TEXT SEGMENT:
__________

BUSINESS SEGMENT REVIEW

The Bancorp reports on four business segments: Commercial Banking, Branch Banking, Consumer Lending and Wealth and Asset Management. Additional information on each business segment is included in Note 26 of the Notes to Condensed Consolidated Financial Statements. Results of the Bancorp’s business segments are presented based on its management structure and management accounting practices. The structure and accounting practices are specific to the Bancorp; therefore, the financial results of the Bancorp’s business segments are not necessarily comparable with similar information for other financial institutions. The Bancorp refines its methodologies from time to time as management’s accounting practices and businesses change.

The Bancorp manages interest rate risk centrally at the corporate level. By employing an FTP methodology, the business segments are insulated from most benchmark interest rate volatility, enabling them to focus on serving customers through the origination of loans and acceptance of deposits. The FTP methodology assigns charge and credit rates to classes of assets and liabilities, respectively, based on the estimated amount and timing of cash flows for each transaction. Assigning the FTP rate based on matching the duration of cash flows allocates interest income and interest expense to each business segment so its resulting net interest income is insulated from future changes in benchmark interest rates. The Bancorp’s FTP methodology also allocates the contribution to net interest income of the asset-generating and deposit-providing businesses on a duration-adjusted basis to better attribute the driver of the performance. As the asset and liability durations are not perfectly matched, the residual impact of the FTP methodology is captured in General Corporate and Other. The charge and credit rates are determined using the FTP rate curve, which is based on an estimate of Fifth Third’s marginal borrowing cost in the wholesale funding markets. The FTP curve is constructed using the U.S. swap curve, brokered CD pricing and unsecured debt pricing.

__________

WHAT TO WORK ON:
1 - Condense the business segment review paragraph that starts "The Bancorp reports on four business segments" into a shorter version that keeps its main facts.
2 - According to the business segment review, what three sources are used to construct the FTP curve?

INFORMATION SUPPLIED:
__________

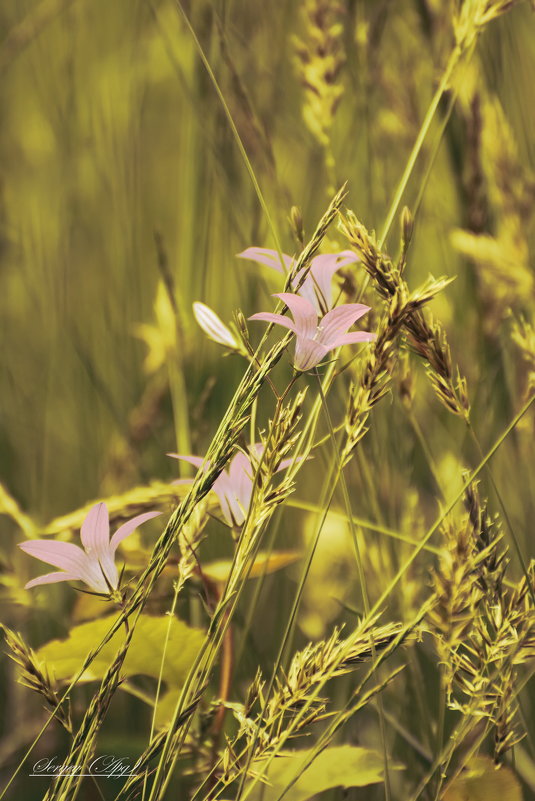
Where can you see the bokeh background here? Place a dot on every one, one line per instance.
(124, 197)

__________

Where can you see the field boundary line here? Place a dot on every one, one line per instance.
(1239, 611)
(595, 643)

__________

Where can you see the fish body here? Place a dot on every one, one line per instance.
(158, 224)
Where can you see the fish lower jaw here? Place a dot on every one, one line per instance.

__________

EXERCISE RESPONSES:
1 - The Bancorp reports on four business segments: Commercial Banking, Branch Banking, Consumer Lending, and Wealth and Asset Management. More detail is in Note 26 of the Notes to Condensed Consolidated Financial Statements. Segment results follow the Bancorp's own management structure and accounting practices, so they are not necessarily comparable with other financial institutions' figures. The methods are refined from time to time as those practices and businesses change.

2 - The U.S. swap curve, brokered CD pricing and unsecured debt pricing.